__Information provided__
[START]
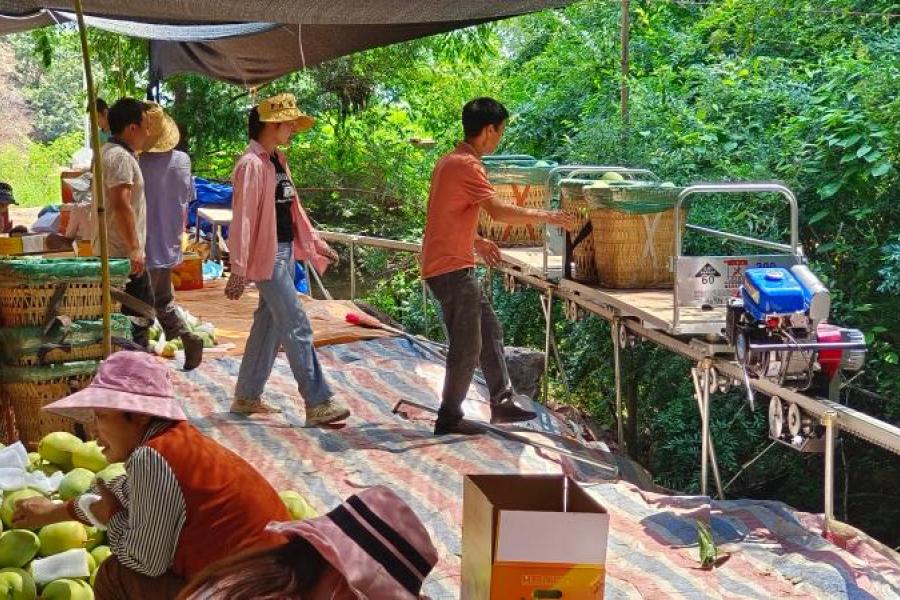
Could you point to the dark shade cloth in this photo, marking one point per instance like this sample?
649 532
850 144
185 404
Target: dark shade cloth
[END]
Transcribe all of the material exactly, leaving out whatever pictures it contains.

Could you point to the dark shade cloth in this photo, marking one point per instance like this sample?
649 532
850 144
185 404
Target: dark shade cloth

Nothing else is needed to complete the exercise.